# [ARBEITSAUFTRAG 1]
Geben Sie den Abschnitt aus dem Textauszug über Urlaubsansprüche im Prozessvergleich wortgetreu wieder, beginnend mit „Kündigungsschutzprozesse enden vor“ und fortlaufend bis einschließlich „nicht möglich ist?“.
# [ARBEITSAUFTRAG 2]
Nennen Sie alle Wörter, die im Textauszug über Urlaubsansprüche im Prozessvergleich in Anführungszeichen stehen.
**** TEXTAUSZUG ****
Kündigungsschutzprozesse enden vor Gericht bekanntermaßen häufig durch Prozessvergleich. Hierbei stellt sich regelmäßig die Frage, wie mit offenen oder noch entstehenden Urlaubsansprüchen umzugehen ist. Vor Ende des Arbeitsver­hältnisses bieten in vielen Fällen die „normale“ Urlaubsgewährung oder auch eine unwiderrufliche Freistellung unter Urlaubsanrechnung eine Lösung. Doch was ist, wenn dies von den Parteien nicht gewollt oder gar nicht möglich ist?

Die Interessenlage gestaltet sich oftmals so, dass keine der Parteien ein Interesse an der ordnungsgemäßen Ausweisung und Abgeltung des Resturlaubs im Vergleich hat. Auf die Urlaubsabgeltung fallen nämlich – im Gegensatz zu einer vereinbarten Abfindung – Sozialabgaben an. Die Versuchung ist daher groß, sich des Urlaubsanspruchs auf die ein oder andere Gestaltungsweise zu entledigen, um die „eingesparte“ Urlaubsabgeltung sozialversicherungsfrei im Rahmen einer Gesamtlösung auf die Abfindung aufzuschlagen. Obwohl diese Vorgehensweise nach einer „Win-Win“-Situation klingt, ist davon abzuraten: Zum einen werden Sozialversicherungsabgaben nicht ordnungsgemäß abgeführt, was zu Nachzahlungen und ggfs. sogar zu strafrechtlichen Konsequenzen führen kann. Zum anderen sind derartige Gestaltungen auch arbeitsrechtlich in der Regel unwirksam – zum Nachteil der Arbeitgeber: Diese haben dann nicht nur die erhöhte Abfindung zu zahlen, sondern müssen den Urlaub dennoch zusätzlich ordnungsgemäß abgelten, wenn der Arbeitnehmer nach Abschluss des Vergleichs hierauf besteht.
**** DATENSÄTZE ****
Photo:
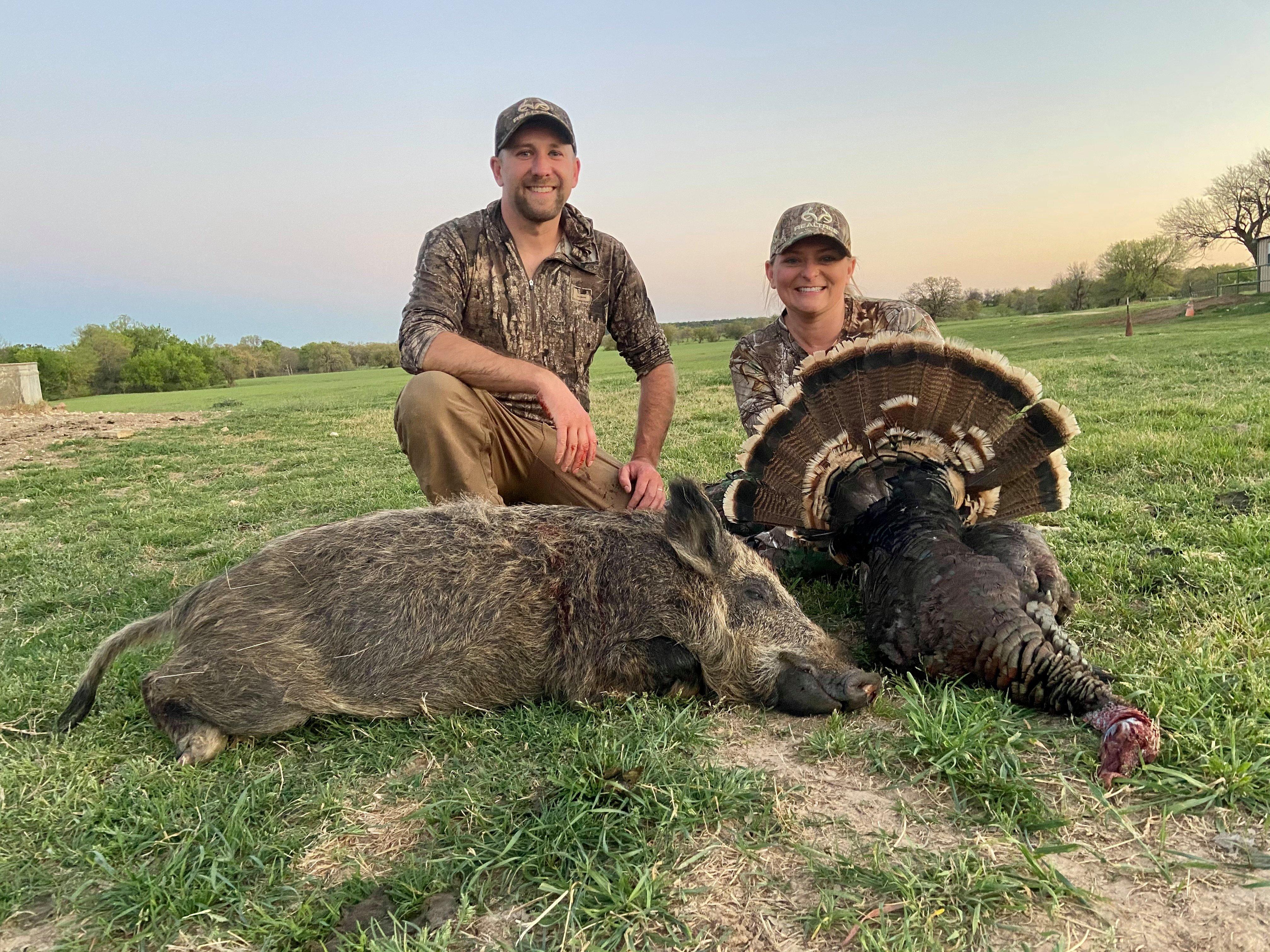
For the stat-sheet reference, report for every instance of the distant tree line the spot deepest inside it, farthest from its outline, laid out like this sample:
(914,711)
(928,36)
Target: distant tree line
(1136,269)
(130,357)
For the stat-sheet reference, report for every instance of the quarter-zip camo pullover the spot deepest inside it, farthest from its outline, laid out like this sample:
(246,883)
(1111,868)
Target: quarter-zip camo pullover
(470,281)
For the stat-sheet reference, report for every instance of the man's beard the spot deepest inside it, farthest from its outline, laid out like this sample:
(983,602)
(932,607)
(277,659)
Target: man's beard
(540,214)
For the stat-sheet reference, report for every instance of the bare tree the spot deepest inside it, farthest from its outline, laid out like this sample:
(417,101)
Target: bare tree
(1078,280)
(1236,207)
(939,298)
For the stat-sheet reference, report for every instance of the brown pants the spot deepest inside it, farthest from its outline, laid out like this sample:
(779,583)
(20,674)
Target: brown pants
(460,440)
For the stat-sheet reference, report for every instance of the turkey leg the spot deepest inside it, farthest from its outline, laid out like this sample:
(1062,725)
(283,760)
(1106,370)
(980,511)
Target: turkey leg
(935,605)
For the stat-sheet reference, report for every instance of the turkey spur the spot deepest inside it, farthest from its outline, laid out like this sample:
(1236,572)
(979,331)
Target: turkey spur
(910,456)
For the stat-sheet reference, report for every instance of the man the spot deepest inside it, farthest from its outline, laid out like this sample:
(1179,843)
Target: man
(508,308)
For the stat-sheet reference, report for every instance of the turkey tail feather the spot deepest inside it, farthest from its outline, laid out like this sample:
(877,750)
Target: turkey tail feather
(903,394)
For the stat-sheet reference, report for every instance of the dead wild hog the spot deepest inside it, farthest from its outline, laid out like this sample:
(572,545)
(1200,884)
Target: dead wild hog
(438,610)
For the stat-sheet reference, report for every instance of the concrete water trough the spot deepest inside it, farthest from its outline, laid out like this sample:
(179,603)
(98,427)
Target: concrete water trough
(20,384)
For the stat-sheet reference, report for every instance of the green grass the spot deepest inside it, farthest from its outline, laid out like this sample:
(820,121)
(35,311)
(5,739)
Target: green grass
(1175,602)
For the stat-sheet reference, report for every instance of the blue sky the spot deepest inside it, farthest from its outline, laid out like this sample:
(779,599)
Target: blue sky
(271,169)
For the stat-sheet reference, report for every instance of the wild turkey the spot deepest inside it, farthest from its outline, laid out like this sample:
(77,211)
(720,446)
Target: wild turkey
(906,455)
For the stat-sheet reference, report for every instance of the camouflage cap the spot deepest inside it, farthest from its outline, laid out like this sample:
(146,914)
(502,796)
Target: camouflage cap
(523,112)
(812,219)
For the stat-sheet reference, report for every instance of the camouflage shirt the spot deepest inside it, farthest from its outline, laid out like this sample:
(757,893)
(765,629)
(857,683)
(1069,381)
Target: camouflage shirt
(765,364)
(470,281)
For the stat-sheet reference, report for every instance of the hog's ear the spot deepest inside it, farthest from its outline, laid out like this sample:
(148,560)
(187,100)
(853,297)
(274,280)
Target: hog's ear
(695,530)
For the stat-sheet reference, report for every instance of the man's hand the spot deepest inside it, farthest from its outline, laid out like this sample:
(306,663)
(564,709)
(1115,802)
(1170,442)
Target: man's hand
(644,483)
(576,437)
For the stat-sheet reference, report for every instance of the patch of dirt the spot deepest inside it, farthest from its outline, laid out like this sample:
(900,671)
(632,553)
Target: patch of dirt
(1138,908)
(375,833)
(759,899)
(33,930)
(28,437)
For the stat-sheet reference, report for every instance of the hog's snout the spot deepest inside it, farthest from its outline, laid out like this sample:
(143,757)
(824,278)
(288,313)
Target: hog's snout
(803,688)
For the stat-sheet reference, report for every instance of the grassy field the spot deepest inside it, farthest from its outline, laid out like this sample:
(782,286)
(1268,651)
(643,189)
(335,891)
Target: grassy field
(1168,541)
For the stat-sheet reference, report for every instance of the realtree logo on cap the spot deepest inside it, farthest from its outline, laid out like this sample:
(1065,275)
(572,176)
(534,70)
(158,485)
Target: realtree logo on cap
(525,111)
(812,219)
(534,106)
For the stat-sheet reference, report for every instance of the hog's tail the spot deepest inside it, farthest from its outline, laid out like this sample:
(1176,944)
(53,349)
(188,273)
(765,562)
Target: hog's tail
(143,632)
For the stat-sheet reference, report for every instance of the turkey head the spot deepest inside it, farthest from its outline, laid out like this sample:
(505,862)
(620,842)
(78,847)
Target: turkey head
(908,456)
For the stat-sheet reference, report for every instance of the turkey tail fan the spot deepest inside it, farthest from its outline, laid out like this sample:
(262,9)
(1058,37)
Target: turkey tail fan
(1043,429)
(747,501)
(1044,489)
(868,403)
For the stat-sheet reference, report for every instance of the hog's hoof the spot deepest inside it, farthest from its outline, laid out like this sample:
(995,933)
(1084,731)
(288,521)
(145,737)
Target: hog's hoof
(201,745)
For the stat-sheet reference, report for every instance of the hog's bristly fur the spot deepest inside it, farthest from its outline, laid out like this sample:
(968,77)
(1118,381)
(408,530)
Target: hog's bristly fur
(469,606)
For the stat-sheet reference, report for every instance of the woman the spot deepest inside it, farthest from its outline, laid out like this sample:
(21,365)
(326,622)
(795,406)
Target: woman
(811,268)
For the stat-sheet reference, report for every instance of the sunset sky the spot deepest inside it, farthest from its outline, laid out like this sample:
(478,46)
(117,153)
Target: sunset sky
(270,169)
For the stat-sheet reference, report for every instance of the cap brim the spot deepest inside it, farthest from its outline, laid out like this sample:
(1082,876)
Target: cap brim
(540,118)
(812,233)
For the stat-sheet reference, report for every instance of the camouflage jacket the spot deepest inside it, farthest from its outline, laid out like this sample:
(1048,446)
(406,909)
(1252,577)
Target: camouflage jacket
(470,281)
(765,364)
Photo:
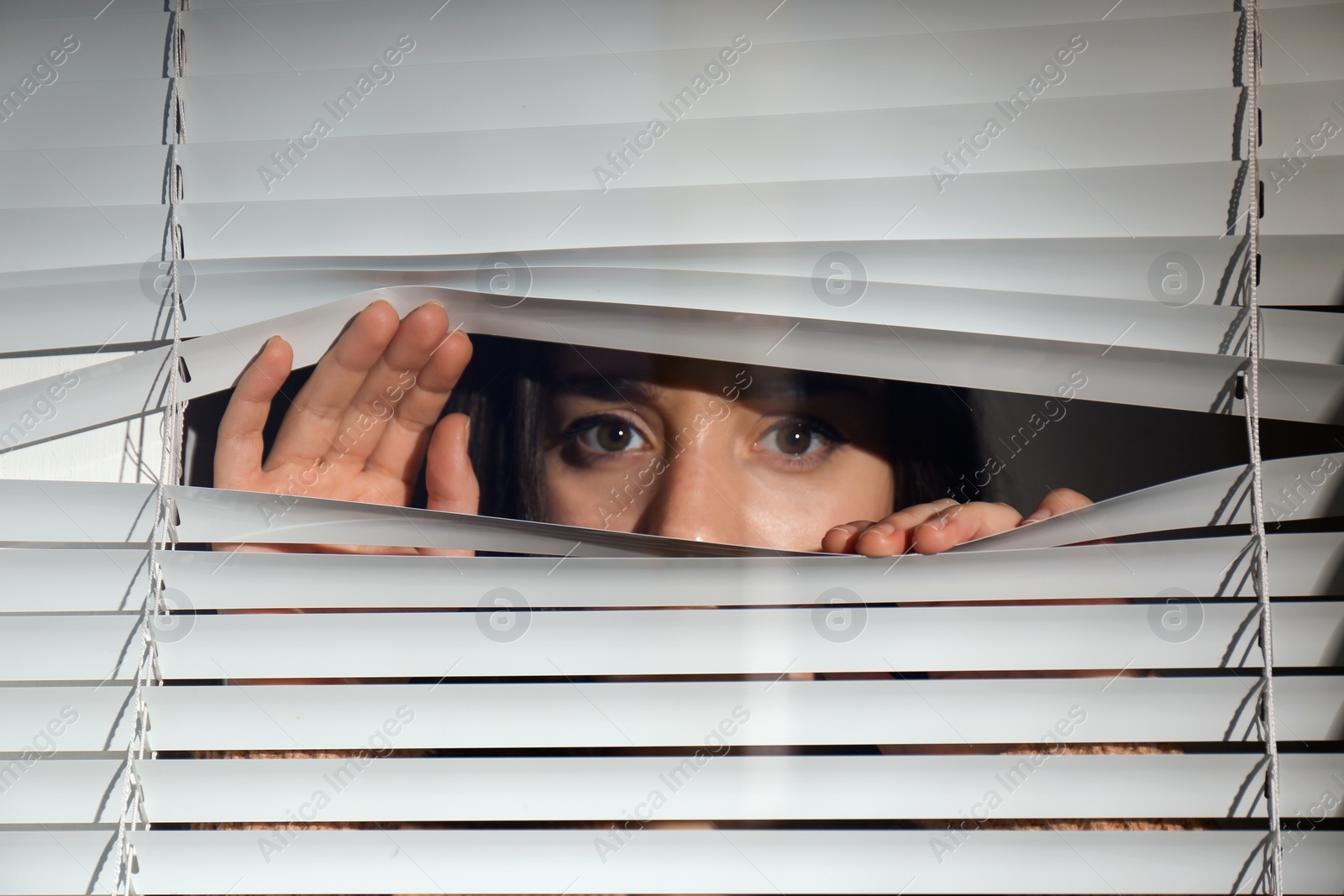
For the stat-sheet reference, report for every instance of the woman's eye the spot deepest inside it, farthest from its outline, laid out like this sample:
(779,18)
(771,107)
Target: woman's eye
****
# [ANTWORTTEIL 1]
Kündigungsschutzprozesse enden vor Gericht bekanntermaßen häufig durch Prozessvergleich. Hierbei stellt sich regelmäßig die Frage, wie mit offenen oder noch entstehenden Urlaubsansprüchen umzugehen ist. Vor Ende des Arbeitsver­hältnisses bieten in vielen Fällen die „normale“ Urlaubsgewährung oder auch eine unwiderrufliche Freistellung unter Urlaubsanrechnung eine Lösung. Doch was ist, wenn dies von den Parteien nicht gewollt oder gar nicht möglich ist?

# [ANTWORTTEIL 2]
normale
eingesparte
Win-Win